-- begin Text excerpt --

Oropom (Oworopom, Oyoropom, Oropoi) is an African language, possibly spurious and, if real, almost certainly extinct. The language was purportedly once spoken by the Oropom people in northeastern Uganda and northwestern Kenya between the Turkwel River, the Chemorongit Mountains, and Mount Elgon.

History of research
There is only one article containing any original research on the language, Wilson (1970), which only a handful of other articles discuss. John G. Wilson's article furnishes only a short word list, and was written at a time when the language, if it existed, was nearly extinct. The article was based mainly on the limited memories of two very old women, one "a child of one of the residual Oropom families that had remained after the break-up of the Oropom here (Matheniko county)" who "remembered a few words of the language", the other an old lady called Akol "descended from the prisoners taken by the Karimojong on the Turkwel" who was "able to furnish many Oropom words". Under the circumstances, only the barest details of Oropom could be ascertained.

On this basis, Wilson concluded that it must have had at least two dialects: one spoken around the Turkwel area, containing a significant number of Luo words, and some Bantu words, and one spoken around Matheniko county with fewer Luo words. Both contain Kalenjin loanwords.

-- end Text excerpt --

Written exercise
In the Oropom passage, what was the name of the old woman who was able to furnish many Oropom words?

-- begin Data --

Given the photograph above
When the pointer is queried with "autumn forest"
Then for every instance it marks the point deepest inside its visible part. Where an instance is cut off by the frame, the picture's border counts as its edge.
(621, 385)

-- end Data --

Output for this task
Akol